**TEXTO FORNECIDO:**
-------

ENTRESSEIO

s.m. 1-vão, cavidade, depressão. 2-espaço ou intervalo entre duas elevações. HUMOR, CURIOSIDADES, UTILIDADES, INUTILIDADES, NOTÍCIAS SOBRE CONSERVAÇÃO E RESTAURO DE BENS CULTURAIS, AQUELA NOTÍCIA QUE INTERESSA A VOCÊ E NÃO ESTÁ NO JORNAL QUE VOCÊ COSTUMA LER, E NEM DÁ NA GLOBO. E PRINCIPALMENTE UM CHUTE NOS FUNDILHOS DE NOSSOS POLÍTICOS SAFADOS, SEMPRE QUE MERECEREM (E ESTÃO SEMPRE MERECENDO)

27 novembro, 2006

DEPOIMENTO DE UM CONTROLADOR DE VOO

Para quem acha que não corremos riscos aéreos ai vai um depoimento convincente...

O GOVERNO TAMBÉM NÃO SABIA???
A quem interessar possa, venho demonstrar meu repúdio por tudo o que andam fazendo,
especulando, dizendo e concluindo erradamente sobre a atual situação de caos que foi
implantada temporariamente (ou só Deus sabe até quando) em nosso sistema aeroviário.
Estamos vivendo na "Republiqueta" do faz de conta. Me engana que eu gosto! E tantas
outras expressões que podem exemplificar o que está acontecendo agora como se fosse uma
tragicomédia. ..
O caos que estamos acompanhando agora sobre o tráfego aéreo, é a mais dura realidade
que ao longo dos últimos anos vem achatando cada vez mais a atividade de controlador de vôo.
Ao longo de trinta anos de serviço nesta atividade, pude acompanhar muitas mudanças.
O tráfego aéreo mundial aumentou muito e no Brasil não poderia ser diferente. Somos um
país de dimensões continentais e o avião é o mais rápido e seguro meio de transporte para
atingirmos determinadas regiões. Nós controladores de vôo trabalhamos em uma atividade
desconhecida, porém de alto dinamismo, rapidez de raciocínio e decisões sem erros para
que todas as aeronaves civis, militares, comerciais, executivas e particulares possam voar
com segurança. Até agora éramos praticamente desconhecidos do grande público e com
certeza daqui a alguns dias seremos execrados pela grande massa por conta de estarmos
"atrapalhando" suas vidas com a demora nas viagens aéreas.
O que todos precisam saber é que ao longo dos anos, nós sempre fomos relegados ao segundo
plano. O povo brasileiro e os usuários da aviação desconhecem, por exemplo, que os nossos
vencimentos (salário) são irrisórios (faz-me rir). Que a nossa carga de trabalho é alta.
Que o nível de estresse da função é considerado "o segundo maior" entre as milhares de
atividades do ser humano. Que a maioria de nós trabalha em grandes centros urbanos, onde o
custo de vida é alto e nossos salários baixos não nos permitem dar mínimas condições de vida
aos nossos familiares.
Que por sermos militares de carreira (graduados) não podemos (devemos) reclamar por conta de
sermos considerados insubordinados e sermos punidos militarmente. Que não existe nenhum
plano de carreira para nós, porque somos militares e recebemos como tal.
Não recebemos como controladores de vôo, até porque a profissão (pasmem) não é reconhecida.

-------

**EXTRATO DO MATERIAL:**
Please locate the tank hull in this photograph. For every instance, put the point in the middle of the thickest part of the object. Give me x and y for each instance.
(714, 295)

-------

**AÇÕES A REALIZAR:**
1. Segundo o depoimento do controlador de voo, por que os controladores não podem reclamar? Responda em uma a três frases.
2. Retome o depoimento do controlador de voo logo após a última frase apresentada.

**CONJUNTO DE RESPOSTAS:**
1. Porque são militares de carreira (graduados). Se reclamassem, seriam considerados insubordinados e punidos militarmente.

2.
Isto sem falar em nossos companheiros controladores "civis" que por ocasião da inauguração do
Cindacta I (Primeiro Centro Integrado de Defesa Aérea e Controle de Tráfego Aéreo em Brasília)
em meados da década de setenta foram formados e começaram a trabalhar imediatamente,
pois a Aeronáutica precisava urgentemente de controladores.
Estes companheiros ao longo dos anos foram sendo "humilhados" de tal forma, que hoje os
vencimentos deles são "inferiores" aos de um controlador militar recém chegado a "rede"
para trabalhar. É uma ignorância!
Que além de exercermos nossa atividade, muitos de nossos companheiros ainda são obrigados
a trabalharem nos quartéis "armados" em dias de folga na escala de serviço normal. Afinal ainda
somos militares. Que não temos finais de semana livre. Como trabalhamos por escala obedecendo
a horários diferentes durante dias alternadamente, esta mesma escala de serviço prevê apenas um
final de semana livre por mês. Nos demais estaremos sempre escalados em um ou dois dias do final
de semana de serviço. Com isto deixamos de acompanhar o crescimento de nossos filhos.
Deixamos de curtir finais de semana prolongados por feriados, como a maioria das famílias com certeza faz.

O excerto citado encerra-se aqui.